- [What is needed]: Transcribe verbatim every line from the line containing "Please mark the concrete" to the end of the entries, including both endpoints. Output nothing beyond those lines.

- [Dataset excerpts]:

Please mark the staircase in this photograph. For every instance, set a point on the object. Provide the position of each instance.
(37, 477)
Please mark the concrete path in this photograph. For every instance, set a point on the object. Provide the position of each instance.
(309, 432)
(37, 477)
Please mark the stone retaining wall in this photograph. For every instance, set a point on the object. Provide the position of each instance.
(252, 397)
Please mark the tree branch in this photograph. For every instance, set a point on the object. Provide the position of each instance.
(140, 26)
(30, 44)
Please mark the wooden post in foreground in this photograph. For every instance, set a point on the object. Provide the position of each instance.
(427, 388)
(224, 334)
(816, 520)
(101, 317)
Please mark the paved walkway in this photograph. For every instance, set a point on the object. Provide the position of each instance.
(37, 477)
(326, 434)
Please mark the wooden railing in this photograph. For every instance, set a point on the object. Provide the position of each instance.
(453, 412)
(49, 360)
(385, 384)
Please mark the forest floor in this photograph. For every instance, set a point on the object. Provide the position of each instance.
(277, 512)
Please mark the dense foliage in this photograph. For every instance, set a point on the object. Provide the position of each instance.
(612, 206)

- [Result below]:
Please mark the concrete path in this photograph. For every instance, set a point on the object. Provide the position of each instance.
(309, 432)
(37, 477)
Please mark the stone retaining wall in this photograph. For every instance, set a point on the object. Provide the position of each instance.
(252, 397)
Please mark the tree branch in this photograph. For every instance, set a point on the object. Provide the position of each instance.
(140, 26)
(30, 44)
Please mark the wooden post in foreground in this photograph. For every instance, set a point on the object. Provide the position of each instance.
(427, 388)
(224, 334)
(816, 520)
(101, 317)
Please mark the paved walkway in this photograph. For every instance, set a point on the object. Provide the position of each instance.
(37, 477)
(326, 434)
Please mark the wooden railing in this photograph. For every instance, set a point on the object. Provide the position of each instance.
(453, 412)
(49, 360)
(385, 384)
Please mark the forest floor in this photograph. For every instance, set a point on the object. Provide the position of each instance.
(277, 512)
Please mark the dense foliage in this photograph. For every instance, set a point on the object. Provide the position of each instance.
(612, 206)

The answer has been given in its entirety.